**INPUT MATERIAL:**

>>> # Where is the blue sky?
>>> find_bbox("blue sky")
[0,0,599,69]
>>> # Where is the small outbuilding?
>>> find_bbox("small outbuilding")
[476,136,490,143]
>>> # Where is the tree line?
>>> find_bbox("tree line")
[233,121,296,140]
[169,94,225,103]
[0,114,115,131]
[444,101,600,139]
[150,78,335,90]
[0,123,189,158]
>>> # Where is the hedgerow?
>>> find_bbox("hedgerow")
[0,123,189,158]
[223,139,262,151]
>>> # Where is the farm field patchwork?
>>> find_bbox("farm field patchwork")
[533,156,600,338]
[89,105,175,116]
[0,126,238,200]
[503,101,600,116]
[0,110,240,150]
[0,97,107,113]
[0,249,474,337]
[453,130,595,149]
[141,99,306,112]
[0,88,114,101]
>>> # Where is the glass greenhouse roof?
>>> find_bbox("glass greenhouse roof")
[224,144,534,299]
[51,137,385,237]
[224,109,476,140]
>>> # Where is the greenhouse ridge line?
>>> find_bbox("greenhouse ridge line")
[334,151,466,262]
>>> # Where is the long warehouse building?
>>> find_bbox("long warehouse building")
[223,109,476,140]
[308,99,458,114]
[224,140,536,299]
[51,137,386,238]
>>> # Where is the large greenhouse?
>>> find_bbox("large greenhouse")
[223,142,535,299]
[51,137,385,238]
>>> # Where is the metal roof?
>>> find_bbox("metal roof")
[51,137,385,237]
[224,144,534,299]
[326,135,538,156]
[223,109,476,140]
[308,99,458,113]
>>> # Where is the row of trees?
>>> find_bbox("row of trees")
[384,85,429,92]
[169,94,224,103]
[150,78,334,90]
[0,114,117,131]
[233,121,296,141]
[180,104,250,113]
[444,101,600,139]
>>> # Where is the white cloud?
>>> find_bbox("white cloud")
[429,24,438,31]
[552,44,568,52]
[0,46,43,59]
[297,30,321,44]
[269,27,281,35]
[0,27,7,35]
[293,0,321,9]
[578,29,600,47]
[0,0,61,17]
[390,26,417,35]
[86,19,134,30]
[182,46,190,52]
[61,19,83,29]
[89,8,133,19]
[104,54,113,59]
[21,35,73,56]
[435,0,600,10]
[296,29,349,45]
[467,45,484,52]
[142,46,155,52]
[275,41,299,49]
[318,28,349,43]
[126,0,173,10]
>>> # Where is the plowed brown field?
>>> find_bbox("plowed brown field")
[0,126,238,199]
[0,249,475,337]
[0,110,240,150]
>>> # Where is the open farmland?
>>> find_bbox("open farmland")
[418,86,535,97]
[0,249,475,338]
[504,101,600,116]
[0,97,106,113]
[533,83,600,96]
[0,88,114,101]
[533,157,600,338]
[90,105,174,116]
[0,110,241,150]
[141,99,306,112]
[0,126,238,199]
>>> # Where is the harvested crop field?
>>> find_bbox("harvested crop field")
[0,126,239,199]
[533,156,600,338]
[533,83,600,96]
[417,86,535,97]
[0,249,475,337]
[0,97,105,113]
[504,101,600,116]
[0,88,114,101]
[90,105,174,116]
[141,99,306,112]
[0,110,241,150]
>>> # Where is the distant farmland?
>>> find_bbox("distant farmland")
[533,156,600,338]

**PROBLEM STATEMENT:** Each record above has to be printed again, word for word.

**TASK RESPONSE:**
>>> # Where is the blue sky?
>>> find_bbox("blue sky")
[0,0,599,69]
>>> # Where is the small outbuilding?
>>> find_bbox("small outbuilding")
[476,136,490,143]
>>> # Where is the tree line?
>>> find_bbox("tree line")
[233,121,296,140]
[169,94,225,103]
[0,114,115,131]
[444,101,600,139]
[150,78,335,90]
[0,123,189,158]
>>> # Where is the hedgerow?
>>> find_bbox("hedgerow")
[0,123,189,158]
[223,139,262,151]
>>> # Where is the farm field patchwork?
>>> find_bbox("farm field patchwork")
[533,156,600,338]
[89,105,175,116]
[0,126,238,200]
[503,101,600,116]
[0,110,240,150]
[0,97,107,113]
[0,249,474,337]
[453,130,595,149]
[141,99,306,112]
[0,88,114,101]
>>> # Where is the glass greenhouse roof?
>>> find_bbox("glass greenhouse roof")
[224,144,534,299]
[51,137,385,237]
[224,109,476,140]
>>> # Where is the greenhouse ridge line?
>>> find_bbox("greenhouse ridge line")
[334,151,466,262]
>>> # Where is the long warehouse building?
>>> find_bbox("long warehouse building")
[223,109,476,140]
[308,99,458,114]
[224,140,536,299]
[51,137,386,238]
>>> # Where is the large greenhouse?
>>> find_bbox("large greenhouse")
[223,142,535,299]
[51,137,385,238]
>>> # Where is the metal roof?
>>> find_bbox("metal roof")
[51,137,385,237]
[224,144,534,299]
[326,135,538,156]
[223,109,476,140]
[308,99,458,113]
>>> # Where is the row of trees?
>>> find_bbox("row of trees")
[384,85,429,92]
[169,94,224,103]
[150,78,334,90]
[0,114,117,131]
[233,121,296,141]
[180,104,250,113]
[444,101,600,139]
>>> # Where is the white cloud?
>>> find_bbox("white cloud")
[429,24,438,31]
[552,44,568,52]
[0,46,43,59]
[297,30,321,44]
[269,27,281,35]
[0,27,7,35]
[293,0,321,9]
[578,29,600,47]
[0,0,61,17]
[390,26,417,35]
[86,19,134,30]
[182,46,190,52]
[61,19,83,29]
[89,8,133,19]
[104,54,113,59]
[21,35,73,56]
[435,0,600,10]
[296,29,349,45]
[467,45,484,52]
[142,46,155,52]
[275,41,299,49]
[318,28,349,43]
[126,0,173,10]
>>> # Where is the plowed brown field?
>>> find_bbox("plowed brown field")
[0,126,238,199]
[0,249,475,337]
[0,110,240,150]
>>> # Where is the open farmland?
>>> find_bbox("open farmland")
[418,86,535,97]
[0,249,475,338]
[504,101,600,116]
[0,97,106,113]
[533,83,600,96]
[0,88,114,101]
[533,157,600,338]
[90,105,174,116]
[0,110,241,150]
[141,99,306,112]
[0,126,238,199]
>>> # Where is the harvested crop field?
>>> find_bbox("harvested crop field")
[0,126,239,199]
[533,156,600,338]
[533,83,600,96]
[417,86,535,97]
[0,249,475,337]
[0,97,105,113]
[504,101,600,116]
[0,88,114,101]
[90,105,174,116]
[141,99,306,112]
[0,110,241,150]
>>> # Where is the distant farmland?
>>> find_bbox("distant farmland")
[533,156,600,338]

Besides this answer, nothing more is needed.